--- WHAT THIS TASK INVOLVES ---
Please, from the entries below, transcribe exactly the lines that begin at the line with "of the container" and end at the line with "of the spiky", without the pictures.

--- SOURCE INFORMATION ---
※

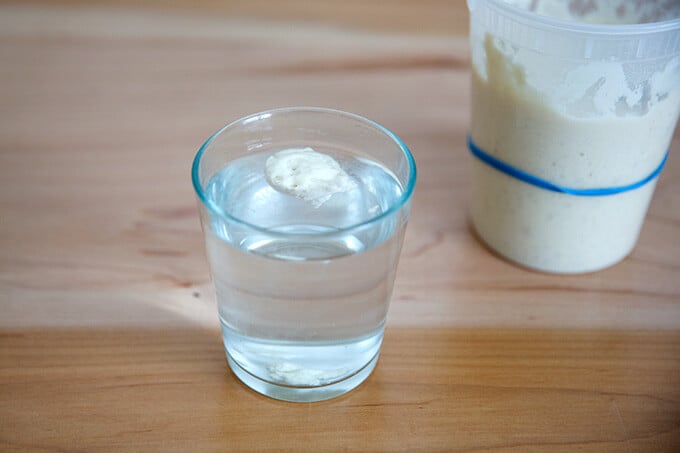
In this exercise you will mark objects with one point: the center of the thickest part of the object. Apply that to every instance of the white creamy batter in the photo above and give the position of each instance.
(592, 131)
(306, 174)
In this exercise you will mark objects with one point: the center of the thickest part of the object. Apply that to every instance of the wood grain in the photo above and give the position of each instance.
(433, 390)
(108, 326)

※

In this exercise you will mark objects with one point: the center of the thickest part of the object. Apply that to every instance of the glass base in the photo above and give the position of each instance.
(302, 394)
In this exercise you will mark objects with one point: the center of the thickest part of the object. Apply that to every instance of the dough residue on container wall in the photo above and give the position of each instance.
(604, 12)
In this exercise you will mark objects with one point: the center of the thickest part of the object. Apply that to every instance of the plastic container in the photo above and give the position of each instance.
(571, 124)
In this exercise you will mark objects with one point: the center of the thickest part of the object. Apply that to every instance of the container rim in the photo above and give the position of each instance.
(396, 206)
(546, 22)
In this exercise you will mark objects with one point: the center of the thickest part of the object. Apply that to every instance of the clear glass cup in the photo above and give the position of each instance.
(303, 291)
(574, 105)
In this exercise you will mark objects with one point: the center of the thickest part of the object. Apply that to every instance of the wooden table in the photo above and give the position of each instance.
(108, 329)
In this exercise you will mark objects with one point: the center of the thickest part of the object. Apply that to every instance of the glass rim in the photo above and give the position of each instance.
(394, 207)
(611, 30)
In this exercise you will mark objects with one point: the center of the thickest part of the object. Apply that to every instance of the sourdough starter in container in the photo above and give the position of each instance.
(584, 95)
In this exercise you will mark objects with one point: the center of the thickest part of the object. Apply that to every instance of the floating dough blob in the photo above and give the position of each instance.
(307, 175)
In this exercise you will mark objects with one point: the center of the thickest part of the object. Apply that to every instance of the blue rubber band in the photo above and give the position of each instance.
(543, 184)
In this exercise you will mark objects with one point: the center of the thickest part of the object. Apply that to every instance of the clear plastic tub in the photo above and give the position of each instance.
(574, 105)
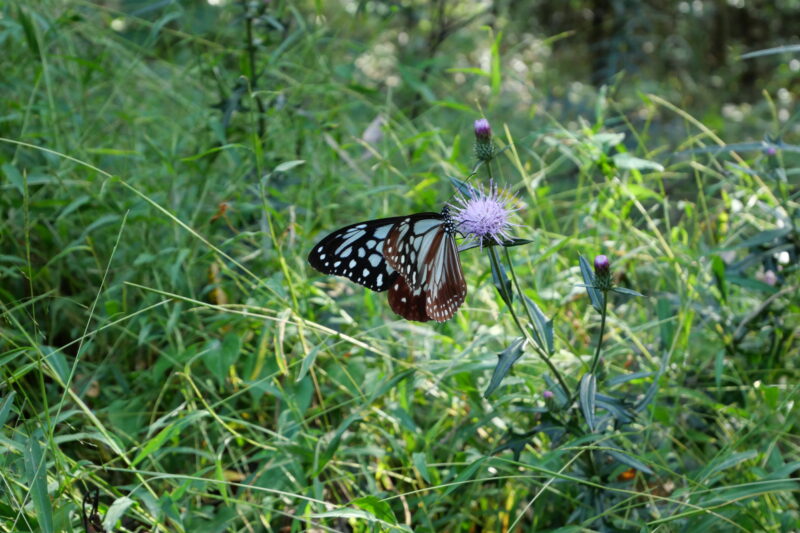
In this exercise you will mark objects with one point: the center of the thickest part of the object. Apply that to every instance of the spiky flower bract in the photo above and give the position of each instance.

※

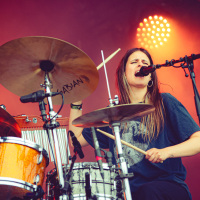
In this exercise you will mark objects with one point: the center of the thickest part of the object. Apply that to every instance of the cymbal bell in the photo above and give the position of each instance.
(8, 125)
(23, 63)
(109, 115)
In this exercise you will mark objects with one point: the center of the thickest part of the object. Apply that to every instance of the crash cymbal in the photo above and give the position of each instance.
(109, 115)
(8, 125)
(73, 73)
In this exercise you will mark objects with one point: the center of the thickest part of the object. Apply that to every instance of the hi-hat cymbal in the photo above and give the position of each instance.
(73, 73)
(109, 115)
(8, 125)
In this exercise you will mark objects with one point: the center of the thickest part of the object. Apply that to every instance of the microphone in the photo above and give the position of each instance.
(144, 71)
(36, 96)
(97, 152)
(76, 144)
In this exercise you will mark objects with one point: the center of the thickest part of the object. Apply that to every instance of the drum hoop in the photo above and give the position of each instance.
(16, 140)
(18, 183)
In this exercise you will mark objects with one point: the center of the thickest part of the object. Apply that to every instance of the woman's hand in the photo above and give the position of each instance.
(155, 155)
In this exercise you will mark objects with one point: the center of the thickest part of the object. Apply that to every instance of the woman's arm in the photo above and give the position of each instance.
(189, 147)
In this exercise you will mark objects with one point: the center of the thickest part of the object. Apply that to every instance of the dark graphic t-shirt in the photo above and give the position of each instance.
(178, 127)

※

--- ANSWER ---
In this exercise you will mark objects with one point: the center of the thickest part of the object. Apply that to every instance of the container rim in the photo above and give the position of each instance.
(396, 206)
(546, 22)
In this exercise you will mark objects with one point: the center of the thickest part of the object. Apply that to every instance of the clear glass cup in the photo above and give the position of each instance.
(303, 291)
(574, 105)
In this exercise you will mark objects with one point: the center of the thickest part of the object. Apply that to every instance of the wooden table in the photo above and give the position of each instance.
(108, 329)
In this exercise you will mark objects with one point: the center of the thickest part of the object. Apply that to every instance of the glass rim in the photo above and give the position of each instance.
(394, 207)
(611, 30)
In this exercise you will mark objects with one point: the center of the thickest part of the object. Apply that to every instance of the sourdough starter in container in the photo above and give the position of each instance.
(584, 95)
In this exercise you will mark objects with one point: the center of the thickest part of the object. Apply that to every instance of the floating dough blob in the photo above and give the position of each instance.
(307, 175)
In this exercise you will mark objects with one point: the center of the thickest part of the object. Apply that to every instance of the blue rubber band in the photo above and give the position of each instance.
(543, 184)
In this exercise you will mark objects with one point: the center of the thickest part of the object. Apply that to every instance of the clear plastic tub in the photo above and give the position of each instance.
(574, 105)
In this exercise you will mark objects with one point: the center of the thickest part of the object. Apply that to every instance of the spiky flower bract in the photo above and give the position of each instance.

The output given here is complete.